Stewart feared speaking out about what she and others experienced at Cards Against Humanity due to potential retaliation inside and outside the workplace. Cards Against Humanity, which is headquartered in Chicago, is a citywide institution — it often felt like a hub, said Stewart. The eight co-founders have “influence and friends in high places” in all sorts of industries, like design, gaming, and podcasting. Cards Against Humanity also has its own theater, Cards Against Humanity Theater, which frequently holds community events. This extends to the Chicago Board Game Cafe, which Cards Against Humanity opened this year in the city. When people took to the streets to protest police brutality earlier this month, the restaurant served free meals to “neighbors and protestors.”
“I was afraid to speak up not only when I worked there, but also when I left because of the influence of the company,” Stewart told Polygon. “I was afraid I wouldn’t be able to find a job. Or worse, I would get taken to court and be bled dry.”
The Cards Against Humanity representative detailed the email exchanges between Stewart and the company’s COO, who worked as HR at the company. After sharing the email exchanges between the two, the representative apologized on behalf of the company for “not creating a workplace where she felt comfortable bringing concerns forward.”
“As we conduct our third-party HR review, we hope to use this as a learning experience for how we can do better in the future,” the representative said.
On June 6, Stewart started the hashtag #CAHisover in a Twitter thread where she discussed some of her experiences at the novelty card game company. In subsequent tweets, Stewart wrote about the “race and gender dynamics” at the Cards Against Humanity office, describing a work environment hostile toward Black employees. She told Polygon she experienced a barrage of microaggressions — including having to introduce herself to leadership multiple times, and being confused for other Black women at the company — and a culture of fear. Other staffers and colleagues familiar with the company’s culture told Polygon that Stewart’s allegations matched up with how they felt about the company, each one affirming the overall picture of a racist and sexist culture that permeated throughout all levels of the business.
Employees and friends who described having challenged Temkin on ideas — even minor ones — said they felt they were risking retaliation from the Cards Against Humanity co-founder, and in some cases, believed that they had been retaliated against. Oftentimes, these sources said, the retaliation was subtle. Four former employees and two colleagues said Temkin might stop speaking to the person who’d challenged him for days or weeks, or leave them out of decision-making meetings. Three former employees said he would yell at other employees, and that women on staff often spoke on Slack about the most private places to cry after these encounters with Temkin. Three former employees told Polygon that at least one woman on staff had a “safe word” with Temkin for when he got too hostile.

RAW RECORDS ▸
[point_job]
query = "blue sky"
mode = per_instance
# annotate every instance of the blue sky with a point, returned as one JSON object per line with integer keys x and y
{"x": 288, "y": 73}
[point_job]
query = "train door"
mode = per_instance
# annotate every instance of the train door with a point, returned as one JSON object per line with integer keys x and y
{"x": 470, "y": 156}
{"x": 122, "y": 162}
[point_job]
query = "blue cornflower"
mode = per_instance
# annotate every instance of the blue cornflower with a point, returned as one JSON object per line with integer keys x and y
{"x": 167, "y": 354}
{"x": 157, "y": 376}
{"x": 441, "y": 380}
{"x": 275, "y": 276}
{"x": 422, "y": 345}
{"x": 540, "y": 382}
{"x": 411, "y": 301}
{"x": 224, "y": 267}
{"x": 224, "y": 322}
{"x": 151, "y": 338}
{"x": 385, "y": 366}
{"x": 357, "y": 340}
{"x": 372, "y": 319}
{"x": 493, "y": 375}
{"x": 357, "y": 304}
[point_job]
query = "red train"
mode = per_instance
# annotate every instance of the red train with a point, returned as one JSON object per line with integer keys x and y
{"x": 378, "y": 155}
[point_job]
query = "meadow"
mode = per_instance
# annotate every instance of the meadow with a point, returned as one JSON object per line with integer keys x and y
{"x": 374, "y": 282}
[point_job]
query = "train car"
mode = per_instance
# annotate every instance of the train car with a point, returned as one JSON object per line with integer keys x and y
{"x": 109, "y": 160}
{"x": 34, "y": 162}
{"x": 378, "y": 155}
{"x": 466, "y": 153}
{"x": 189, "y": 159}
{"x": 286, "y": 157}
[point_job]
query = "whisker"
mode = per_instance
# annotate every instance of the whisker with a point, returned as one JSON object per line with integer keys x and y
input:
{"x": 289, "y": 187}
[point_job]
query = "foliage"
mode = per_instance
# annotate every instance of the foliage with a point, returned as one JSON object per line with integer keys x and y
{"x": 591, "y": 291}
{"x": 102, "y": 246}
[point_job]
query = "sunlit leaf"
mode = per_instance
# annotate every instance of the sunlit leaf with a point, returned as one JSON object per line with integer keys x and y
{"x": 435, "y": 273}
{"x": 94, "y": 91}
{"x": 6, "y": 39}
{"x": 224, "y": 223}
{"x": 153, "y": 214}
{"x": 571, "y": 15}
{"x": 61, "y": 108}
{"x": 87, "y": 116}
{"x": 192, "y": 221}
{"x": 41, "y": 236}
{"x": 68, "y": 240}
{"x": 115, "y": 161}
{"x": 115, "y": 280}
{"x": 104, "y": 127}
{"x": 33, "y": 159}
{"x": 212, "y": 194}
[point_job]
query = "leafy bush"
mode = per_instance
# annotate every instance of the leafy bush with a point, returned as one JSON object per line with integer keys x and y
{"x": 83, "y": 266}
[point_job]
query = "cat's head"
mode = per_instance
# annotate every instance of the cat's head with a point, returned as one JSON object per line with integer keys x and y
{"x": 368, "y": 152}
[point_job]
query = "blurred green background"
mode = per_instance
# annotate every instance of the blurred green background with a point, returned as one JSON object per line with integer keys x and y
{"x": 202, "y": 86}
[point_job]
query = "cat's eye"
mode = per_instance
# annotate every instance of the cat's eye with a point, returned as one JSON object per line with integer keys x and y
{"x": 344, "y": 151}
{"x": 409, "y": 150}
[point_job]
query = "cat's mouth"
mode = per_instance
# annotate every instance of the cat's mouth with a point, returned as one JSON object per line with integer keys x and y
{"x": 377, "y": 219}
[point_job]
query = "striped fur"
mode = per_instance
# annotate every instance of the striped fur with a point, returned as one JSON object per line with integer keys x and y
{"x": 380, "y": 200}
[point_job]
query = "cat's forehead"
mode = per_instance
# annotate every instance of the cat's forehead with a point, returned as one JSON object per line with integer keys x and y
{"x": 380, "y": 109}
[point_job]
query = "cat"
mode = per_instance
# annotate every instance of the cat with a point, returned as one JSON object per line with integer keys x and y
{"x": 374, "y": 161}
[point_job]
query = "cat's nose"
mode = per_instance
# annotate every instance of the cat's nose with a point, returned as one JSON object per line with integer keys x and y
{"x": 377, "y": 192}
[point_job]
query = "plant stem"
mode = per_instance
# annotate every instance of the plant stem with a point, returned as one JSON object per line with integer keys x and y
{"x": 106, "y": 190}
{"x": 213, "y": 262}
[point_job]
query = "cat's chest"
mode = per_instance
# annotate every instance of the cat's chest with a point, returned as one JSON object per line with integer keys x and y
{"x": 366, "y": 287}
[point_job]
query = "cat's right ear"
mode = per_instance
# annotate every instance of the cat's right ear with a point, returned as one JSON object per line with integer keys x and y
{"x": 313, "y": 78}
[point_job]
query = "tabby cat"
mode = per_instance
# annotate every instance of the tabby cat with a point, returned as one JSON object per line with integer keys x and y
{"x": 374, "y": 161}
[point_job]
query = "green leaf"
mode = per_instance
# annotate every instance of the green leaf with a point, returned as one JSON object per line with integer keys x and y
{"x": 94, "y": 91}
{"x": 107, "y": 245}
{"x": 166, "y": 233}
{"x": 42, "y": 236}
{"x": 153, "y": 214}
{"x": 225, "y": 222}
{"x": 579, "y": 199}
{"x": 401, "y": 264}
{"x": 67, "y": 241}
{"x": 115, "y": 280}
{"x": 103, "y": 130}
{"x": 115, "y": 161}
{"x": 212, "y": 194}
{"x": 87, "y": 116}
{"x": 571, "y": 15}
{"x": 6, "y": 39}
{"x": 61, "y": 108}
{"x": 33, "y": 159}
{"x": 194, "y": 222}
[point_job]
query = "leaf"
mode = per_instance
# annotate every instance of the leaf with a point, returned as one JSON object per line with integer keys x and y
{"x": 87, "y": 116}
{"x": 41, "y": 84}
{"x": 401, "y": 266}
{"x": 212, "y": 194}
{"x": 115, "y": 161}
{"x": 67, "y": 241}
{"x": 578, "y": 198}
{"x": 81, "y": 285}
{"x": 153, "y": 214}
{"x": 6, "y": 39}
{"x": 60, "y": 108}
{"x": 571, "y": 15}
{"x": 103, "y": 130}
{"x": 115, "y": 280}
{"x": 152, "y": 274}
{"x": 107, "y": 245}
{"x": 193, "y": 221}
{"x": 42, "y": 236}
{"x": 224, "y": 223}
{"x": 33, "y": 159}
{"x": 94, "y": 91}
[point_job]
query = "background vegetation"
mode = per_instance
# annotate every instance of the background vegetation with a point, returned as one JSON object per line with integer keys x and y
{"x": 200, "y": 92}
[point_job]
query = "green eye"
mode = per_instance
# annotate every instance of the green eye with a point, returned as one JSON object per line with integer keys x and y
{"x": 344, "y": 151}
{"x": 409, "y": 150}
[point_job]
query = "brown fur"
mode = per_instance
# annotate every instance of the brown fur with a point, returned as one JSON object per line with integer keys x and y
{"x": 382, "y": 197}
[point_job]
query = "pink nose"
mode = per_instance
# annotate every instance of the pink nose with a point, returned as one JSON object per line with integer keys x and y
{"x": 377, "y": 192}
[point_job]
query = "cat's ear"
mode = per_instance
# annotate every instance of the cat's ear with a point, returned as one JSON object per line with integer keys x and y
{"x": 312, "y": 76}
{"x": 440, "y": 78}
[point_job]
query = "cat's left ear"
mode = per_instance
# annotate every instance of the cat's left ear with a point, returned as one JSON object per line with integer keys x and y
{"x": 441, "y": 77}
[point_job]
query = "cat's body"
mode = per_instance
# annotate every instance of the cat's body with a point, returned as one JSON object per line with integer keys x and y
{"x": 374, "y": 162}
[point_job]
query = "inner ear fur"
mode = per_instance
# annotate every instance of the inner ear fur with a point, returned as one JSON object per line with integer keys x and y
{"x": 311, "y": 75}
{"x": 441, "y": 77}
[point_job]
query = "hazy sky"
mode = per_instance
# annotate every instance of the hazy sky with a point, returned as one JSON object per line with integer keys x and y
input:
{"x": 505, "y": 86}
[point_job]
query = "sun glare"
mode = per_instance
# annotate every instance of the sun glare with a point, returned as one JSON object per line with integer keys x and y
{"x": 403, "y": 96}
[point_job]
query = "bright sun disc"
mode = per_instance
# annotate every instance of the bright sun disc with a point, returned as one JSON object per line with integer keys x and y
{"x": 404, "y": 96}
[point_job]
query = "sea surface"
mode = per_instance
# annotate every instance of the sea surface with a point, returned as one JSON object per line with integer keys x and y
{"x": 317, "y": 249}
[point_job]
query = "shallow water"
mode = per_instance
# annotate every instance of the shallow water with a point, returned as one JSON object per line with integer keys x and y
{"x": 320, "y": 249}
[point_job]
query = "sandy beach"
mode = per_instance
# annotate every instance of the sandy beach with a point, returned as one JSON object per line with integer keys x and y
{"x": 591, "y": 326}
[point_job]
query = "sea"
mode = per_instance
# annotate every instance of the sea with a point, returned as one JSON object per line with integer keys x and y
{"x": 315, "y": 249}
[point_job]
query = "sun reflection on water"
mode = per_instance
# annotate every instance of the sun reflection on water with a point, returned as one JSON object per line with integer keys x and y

EXERCISE A ▸ Print the passage from the Cards Against Humanity article word for word, starting at "The Cards Against Humanity representative" up to and including "the representative said.".
EXERCISE B ▸ Carry on the article about workplace culture at Cards Against Humanity, picking up after its final sentence.
The material after the Cards Against Humanity article comes from a separate source.

EXERCISE RESULT A ▸
The Cards Against Humanity representative detailed the email exchanges between Stewart and the company’s COO, who worked as HR at the company. After sharing the email exchanges between the two, the representative apologized on behalf of the company for “not creating a workplace where she felt comfortable bringing concerns forward.”
“As we conduct our third-party HR review, we hope to use this as a learning experience for how we can do better in the future,” the representative said.

EXERCISE RESULT B ▸
Former employees we spoke to described feeling like Temkin had an insurmountable amount of power over their work and social lives. Upsetting him risked your job, but also, who you could keep as a friend, they said. One former employee, Elaine Short, who worked directly for Temkin in the early days of Cards Against Humanity, said Temkin attempted to assert control over her dating life on multiple occasions. Short told Polygon that Temkin “polled” the office — which then included six or seven people — on whether they were comfortable with Short dating a person who leased a desk at the office’s shared working space. Temkin said the office was not comfortable with it, and that she would have to stop seeing the person or both would get “kicked out,” according to Short. “For me, that meant not just income, but also my future as a writer,” Short said.
Regarding Short, a Cards Against Humanity spokesperson told Polygon that “others in the office complained that excessive flirtation was making them uncomfortable.” They continued: “While we do not know the full details of what Elaine was told, we believe her recent report that Max dealt with this matter poorly. We apologize to Elaine and the officemate for how this was mishandled.”
Another source told Polygon it was “clear” to Cards Against Humanity staff that they should not “do or say anything that might upset Max.” The former employee characterized Temkin’s punishments as “long-lasting, vague, and deeply passive aggressive.” Multiple other former employees expressed similar sentiments. Former colleagues and friends of Temkin said this behavior was consistent outside of work, too.
The spokesperson acknowledged Temkin as a “well-connected person in the world of Chicago games, design, and comedy.” They said they “understand why anyone would be afraid of speaking out against a prominent figure in their industry,” but said they received “no reports of Max retaliating against employees or former employees in response to complaints about him or the company.”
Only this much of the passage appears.